*Aim*. Copy all of the material below again, requests included, but shift every box coordinate in the answers up by 32. Leave the pictures out.

*Exercise inputs*.
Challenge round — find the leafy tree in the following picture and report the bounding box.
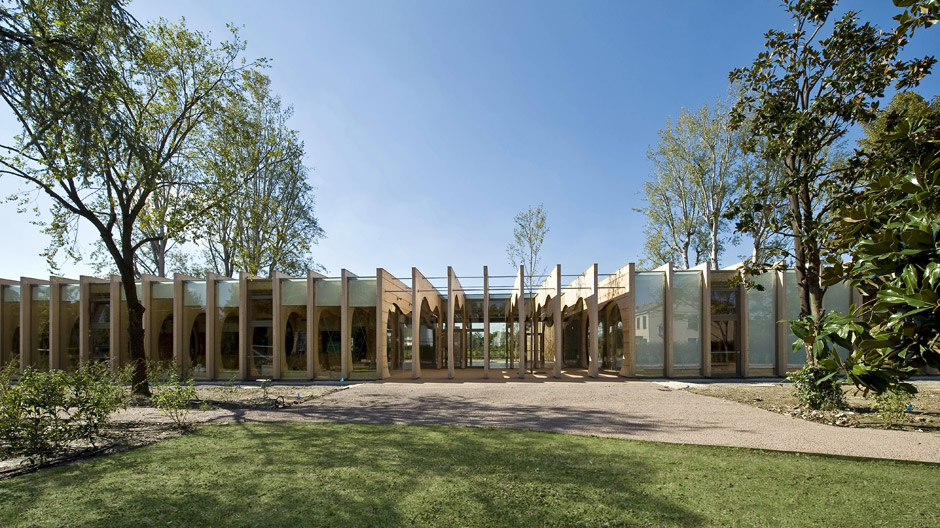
[640,96,743,269]
[821,92,940,393]
[201,71,323,276]
[506,204,549,368]
[0,0,253,394]
[730,0,936,365]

*Complete answer*.
Challenge round — find the leafy tree in the following picture and report the bounding box.
[672,128,775,301]
[853,124,972,425]
[233,103,355,308]
[538,236,581,400]
[32,32,285,426]
[762,32,968,397]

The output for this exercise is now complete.